Reproduce the data below verbatim, keeping every line unchanged.

(A block of data)

--------

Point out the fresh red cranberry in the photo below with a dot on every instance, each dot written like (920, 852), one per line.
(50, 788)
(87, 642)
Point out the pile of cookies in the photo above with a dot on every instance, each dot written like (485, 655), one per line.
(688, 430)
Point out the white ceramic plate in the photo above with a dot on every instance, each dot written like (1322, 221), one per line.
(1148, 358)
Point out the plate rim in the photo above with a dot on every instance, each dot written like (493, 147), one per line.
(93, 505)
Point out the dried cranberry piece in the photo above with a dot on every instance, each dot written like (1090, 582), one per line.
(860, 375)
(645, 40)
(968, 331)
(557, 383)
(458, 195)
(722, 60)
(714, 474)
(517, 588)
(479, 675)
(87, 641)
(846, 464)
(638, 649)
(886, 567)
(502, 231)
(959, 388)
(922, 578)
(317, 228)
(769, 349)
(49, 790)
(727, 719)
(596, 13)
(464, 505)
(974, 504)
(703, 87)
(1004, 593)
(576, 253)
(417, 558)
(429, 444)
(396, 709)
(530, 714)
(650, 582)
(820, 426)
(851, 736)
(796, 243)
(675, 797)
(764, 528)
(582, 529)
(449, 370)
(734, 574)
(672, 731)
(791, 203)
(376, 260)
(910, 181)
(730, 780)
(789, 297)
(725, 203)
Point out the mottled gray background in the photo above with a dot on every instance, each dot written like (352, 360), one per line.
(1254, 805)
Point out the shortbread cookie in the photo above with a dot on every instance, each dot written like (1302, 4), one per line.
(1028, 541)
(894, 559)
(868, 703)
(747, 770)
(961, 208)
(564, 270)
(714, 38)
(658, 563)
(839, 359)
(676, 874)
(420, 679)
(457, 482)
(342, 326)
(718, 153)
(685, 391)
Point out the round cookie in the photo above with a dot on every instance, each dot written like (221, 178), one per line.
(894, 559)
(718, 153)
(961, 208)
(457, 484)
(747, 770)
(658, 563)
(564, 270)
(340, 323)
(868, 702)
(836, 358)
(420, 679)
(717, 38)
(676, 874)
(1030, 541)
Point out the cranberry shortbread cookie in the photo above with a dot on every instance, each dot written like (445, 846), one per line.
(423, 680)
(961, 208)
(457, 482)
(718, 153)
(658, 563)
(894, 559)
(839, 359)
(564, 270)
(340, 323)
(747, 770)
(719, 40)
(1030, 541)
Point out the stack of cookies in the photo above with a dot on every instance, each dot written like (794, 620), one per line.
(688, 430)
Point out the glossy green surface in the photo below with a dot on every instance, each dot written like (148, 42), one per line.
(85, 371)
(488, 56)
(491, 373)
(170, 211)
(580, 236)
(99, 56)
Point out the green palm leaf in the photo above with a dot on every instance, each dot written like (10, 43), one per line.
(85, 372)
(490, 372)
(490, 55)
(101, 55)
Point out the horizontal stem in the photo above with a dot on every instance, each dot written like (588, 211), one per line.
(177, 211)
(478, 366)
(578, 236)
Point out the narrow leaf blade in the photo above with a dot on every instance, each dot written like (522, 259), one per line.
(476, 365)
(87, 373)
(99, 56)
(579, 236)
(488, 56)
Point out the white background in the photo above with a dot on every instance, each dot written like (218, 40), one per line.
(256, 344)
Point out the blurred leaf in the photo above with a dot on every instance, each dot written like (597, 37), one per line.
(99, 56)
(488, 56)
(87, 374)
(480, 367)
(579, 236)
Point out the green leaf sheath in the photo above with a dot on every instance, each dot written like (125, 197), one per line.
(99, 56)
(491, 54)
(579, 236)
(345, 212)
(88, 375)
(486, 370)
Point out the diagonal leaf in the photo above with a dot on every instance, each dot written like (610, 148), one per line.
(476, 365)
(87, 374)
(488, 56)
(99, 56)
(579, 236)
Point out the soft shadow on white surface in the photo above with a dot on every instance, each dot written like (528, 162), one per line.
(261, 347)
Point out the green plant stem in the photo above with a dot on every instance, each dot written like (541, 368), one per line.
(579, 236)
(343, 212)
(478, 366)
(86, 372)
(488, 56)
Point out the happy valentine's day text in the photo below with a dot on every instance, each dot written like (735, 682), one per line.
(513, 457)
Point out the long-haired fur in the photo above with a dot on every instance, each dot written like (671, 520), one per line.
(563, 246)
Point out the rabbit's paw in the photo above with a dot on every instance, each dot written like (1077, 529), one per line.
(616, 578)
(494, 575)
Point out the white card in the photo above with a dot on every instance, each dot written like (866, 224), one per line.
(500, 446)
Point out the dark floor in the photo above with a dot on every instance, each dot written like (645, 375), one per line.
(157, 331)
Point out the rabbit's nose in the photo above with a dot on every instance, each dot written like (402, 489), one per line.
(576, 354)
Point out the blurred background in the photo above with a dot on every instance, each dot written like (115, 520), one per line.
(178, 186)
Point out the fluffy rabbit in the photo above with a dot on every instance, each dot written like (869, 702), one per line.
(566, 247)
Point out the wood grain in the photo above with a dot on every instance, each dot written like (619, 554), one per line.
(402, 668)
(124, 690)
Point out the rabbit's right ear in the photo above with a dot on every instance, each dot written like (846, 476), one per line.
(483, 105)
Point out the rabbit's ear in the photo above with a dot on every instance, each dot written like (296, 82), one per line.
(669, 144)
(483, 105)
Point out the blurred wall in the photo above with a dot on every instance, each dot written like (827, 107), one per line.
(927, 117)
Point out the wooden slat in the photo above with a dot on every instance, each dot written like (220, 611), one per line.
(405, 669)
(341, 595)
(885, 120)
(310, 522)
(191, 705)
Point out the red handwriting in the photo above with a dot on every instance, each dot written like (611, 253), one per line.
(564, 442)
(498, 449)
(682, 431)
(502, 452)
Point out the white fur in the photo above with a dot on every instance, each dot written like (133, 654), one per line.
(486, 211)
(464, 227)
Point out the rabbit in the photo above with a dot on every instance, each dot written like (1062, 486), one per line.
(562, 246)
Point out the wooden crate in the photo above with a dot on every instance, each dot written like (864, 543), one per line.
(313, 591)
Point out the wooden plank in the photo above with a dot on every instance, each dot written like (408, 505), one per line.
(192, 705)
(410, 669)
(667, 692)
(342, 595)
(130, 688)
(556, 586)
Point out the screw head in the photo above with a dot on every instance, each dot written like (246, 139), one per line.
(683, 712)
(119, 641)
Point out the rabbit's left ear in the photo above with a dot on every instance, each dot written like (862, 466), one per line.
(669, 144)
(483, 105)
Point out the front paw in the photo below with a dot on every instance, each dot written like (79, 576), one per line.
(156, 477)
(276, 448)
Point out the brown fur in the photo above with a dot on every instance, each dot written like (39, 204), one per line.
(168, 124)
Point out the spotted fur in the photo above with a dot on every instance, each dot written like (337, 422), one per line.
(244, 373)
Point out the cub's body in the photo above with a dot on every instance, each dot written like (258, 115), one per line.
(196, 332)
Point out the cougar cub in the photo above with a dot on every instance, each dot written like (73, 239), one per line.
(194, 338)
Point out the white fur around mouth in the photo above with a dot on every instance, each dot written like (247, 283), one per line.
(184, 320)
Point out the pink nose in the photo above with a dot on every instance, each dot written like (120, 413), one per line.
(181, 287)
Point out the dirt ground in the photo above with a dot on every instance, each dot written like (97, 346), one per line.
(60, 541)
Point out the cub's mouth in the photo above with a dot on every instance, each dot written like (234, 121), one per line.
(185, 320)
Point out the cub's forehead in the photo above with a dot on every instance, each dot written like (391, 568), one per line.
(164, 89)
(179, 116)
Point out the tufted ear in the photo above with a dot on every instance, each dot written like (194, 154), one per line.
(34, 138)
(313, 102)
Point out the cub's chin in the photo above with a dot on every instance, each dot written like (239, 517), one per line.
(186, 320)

--------

## SOLUTION TO THIS PROBLEM
Point out the fresh red cranberry in the photo below with a dot on every instance, each dot written like (920, 852), one per line.
(50, 788)
(87, 642)
Point out the pile of cookies in the photo above with a dot on every instance, each dot written like (485, 655), one per line.
(688, 430)
Point out the white ceramic plate in the photo above with a dot on every instance, each dot written like (1322, 221), one per line.
(1148, 358)
Point out the plate rim in the photo above with a dot on every instance, each dot written like (493, 147), one per line.
(93, 505)
Point out the dried cranberry piece in the photo above with a dot on every instance, each dot written like (1090, 582), one per line.
(860, 375)
(645, 40)
(968, 331)
(557, 383)
(458, 195)
(722, 60)
(714, 474)
(517, 588)
(479, 675)
(87, 641)
(846, 464)
(638, 649)
(886, 567)
(502, 231)
(959, 388)
(922, 578)
(317, 228)
(769, 349)
(49, 790)
(727, 719)
(596, 13)
(464, 505)
(974, 504)
(703, 87)
(1004, 593)
(576, 253)
(417, 558)
(429, 444)
(396, 709)
(530, 714)
(650, 582)
(820, 426)
(851, 736)
(796, 243)
(675, 797)
(764, 528)
(582, 529)
(449, 370)
(734, 574)
(672, 731)
(791, 203)
(376, 260)
(910, 181)
(730, 780)
(789, 297)
(725, 203)
Point out the mottled gray background in the photo above with a dot on every instance, each dot written like (352, 360), one per line.
(1254, 805)
Point out the shortbread cookie in the photo above with a dot on every instance, each dot written like (1302, 4), one per line.
(1028, 541)
(894, 559)
(868, 703)
(747, 770)
(961, 208)
(564, 270)
(714, 38)
(658, 563)
(839, 359)
(676, 874)
(420, 679)
(457, 482)
(342, 326)
(718, 153)
(685, 391)
Point out the round cookie in the photo above with a dot on every instance, each dot written like (221, 178), one per line.
(894, 559)
(718, 153)
(961, 208)
(457, 484)
(747, 770)
(658, 563)
(564, 270)
(340, 323)
(868, 702)
(836, 358)
(420, 679)
(717, 38)
(676, 874)
(1030, 541)
Point out the cranberry shortbread cookie in the photo above with a dot on every instance, each dot written like (445, 846), one per line.
(423, 680)
(961, 208)
(457, 482)
(718, 153)
(658, 563)
(894, 559)
(839, 359)
(564, 270)
(340, 323)
(747, 770)
(719, 40)
(1030, 541)
Point out the stack of cookies in the photo above with a dot on every instance, each dot written like (794, 620), one per line.
(688, 430)
Point out the glossy green surface in the photo below with a dot on every instance, each dot written like (148, 42), one per line.
(85, 371)
(488, 56)
(491, 373)
(170, 211)
(580, 236)
(99, 56)
Point out the green palm leaf in the photo above with a dot on every instance, each dot written like (10, 43), one per line.
(85, 372)
(490, 372)
(490, 55)
(101, 55)
Point out the horizontal stem in the photo above with a dot on every instance, each dot written like (588, 211), one per line.
(177, 211)
(478, 366)
(578, 236)
Point out the narrow leaf blade in the photo above with a dot on every instance, each dot written like (522, 259), one per line.
(476, 365)
(87, 373)
(99, 56)
(579, 236)
(488, 56)
Point out the white background in the photo above with a dot on every instance, each dot written like (218, 40), one per line.
(256, 344)
Point out the blurred leaf in the photo above with a dot on every instance, each dot written like (597, 37), one per line.
(99, 56)
(488, 56)
(87, 374)
(480, 367)
(579, 236)
Point out the green leaf sheath in the photo above with a dot on every instance, each dot written like (125, 197), one per line.
(99, 56)
(491, 54)
(579, 236)
(345, 212)
(88, 375)
(486, 370)
Point out the diagonal leaf in the photo above with a dot on every instance, each dot written like (610, 148), one per line.
(476, 365)
(87, 374)
(488, 56)
(99, 56)
(579, 236)
Point out the soft shadow on white surface in the photo above with a dot on every instance, each dot written like (528, 162), one per line.
(261, 347)
Point out the green plant stem in the photo above with a dot on every instance, each dot written like (541, 368), one per line.
(579, 236)
(343, 212)
(478, 366)
(86, 372)
(488, 56)
Point out the happy valentine's day text in the photo below with a dot on every instance, each dot written like (735, 682), one per line.
(513, 457)
Point out the long-haired fur in the photo above with a dot on every instance, each dot written like (671, 520), one per line.
(563, 246)
Point out the rabbit's paw in the photo above with a dot on every instance, each dot written like (1077, 529), one per line.
(616, 578)
(494, 575)
Point out the white card in the photo above with a dot on every instance, each dot written like (866, 224), one per line.
(500, 446)
Point out the dark floor in the photo above with a dot on every instance, each dot written like (645, 375), one per line.
(157, 331)
Point out the rabbit's nose in the photo above with a dot on every instance, each dot written like (402, 489), one per line.
(576, 354)
Point out the blurred background in the photo above with a dot on every instance, each dot written like (115, 520), one per line.
(178, 186)
Point out the fluffy rabbit in the photo above with a dot on every instance, each dot written like (869, 702), one per line.
(566, 247)
Point out the wood grain in the photo above with a dot on every instance, each dot written like (619, 554), one per line.
(402, 668)
(124, 690)
Point out the rabbit's right ear in the photo above with a dot on every instance, each dot written like (846, 476), one per line.
(483, 105)
Point out the rabbit's ear in the photo above with a dot on every instance, each dot written like (296, 82), one per line.
(669, 144)
(483, 105)
Point out the blurred wall in the photo above with a dot on every instance, each dot written like (827, 107), one per line.
(927, 117)
Point out the wooden slat in the photo above with a dot on every instance, each dot written like (220, 611), one per line.
(405, 669)
(341, 595)
(885, 120)
(310, 522)
(191, 705)
Point out the red handwriting in the photo above with a dot on every instance, each dot written like (611, 253), one per line.
(564, 442)
(498, 449)
(682, 431)
(502, 452)
Point out the white fur in the photo above with a dot on every instance, each dot written like (133, 654), one per line.
(486, 211)
(464, 227)
Point out the rabbit in the photo above with a dot on every instance, each dot written like (1062, 486), one per line.
(562, 246)
Point out the wooden crate in the photo above with a dot on every instance, each dot written like (864, 543), one per line.
(313, 591)
Point out the wooden plank in the photo above with a dot on every instance, each dot written like (408, 505), one per line.
(192, 705)
(410, 669)
(667, 692)
(342, 595)
(130, 688)
(556, 586)
Point out the screw head in the photo above with a dot on every instance, each dot written like (246, 139), one per line.
(683, 712)
(119, 641)
Point out the rabbit's left ear in the photo above with a dot on every instance, each dot written like (862, 466), one per line.
(669, 144)
(483, 105)
Point out the front paw in the photo below with a dot on every instance, each dot written like (79, 576), one per line.
(156, 477)
(276, 448)
Point out the brown fur in the photo above with a dot on every instance, each dot written like (39, 204), one per line.
(168, 124)
Point out the spotted fur in the photo above with a dot on every instance, each dot written like (337, 422), one per line.
(244, 373)
Point out the cub's body in the photo above with a dot on every instance, each dot written like (258, 115), one per line.
(196, 332)
Point out the cougar cub in the photo above with a dot on every instance, each dot written like (73, 239), one per line.
(194, 338)
Point out the white fur around mouth in the photo above with a dot on every instance, each dot written like (247, 283), one per line.
(184, 320)
Point out the pink nose in the photo above with a dot on every instance, each dot written like (120, 413), one per line.
(181, 287)
Point out the dirt ground in the photo above with a dot on every instance, each dot written like (97, 346), one per line.
(60, 541)
Point out the cub's mouth in the photo above with a dot on every instance, each dot written like (234, 121), one per line.
(185, 320)
Point out the cub's forehead in the photo above with a dot on every instance, each dot written like (391, 568), one per line.
(164, 89)
(179, 116)
Point out the tufted ear in the photo above with a dot on every instance, each dot written like (194, 154), one per line.
(34, 138)
(313, 102)
Point out the cub's chin in the photo above with a dot on every instance, each dot written like (239, 517), one per line.
(186, 320)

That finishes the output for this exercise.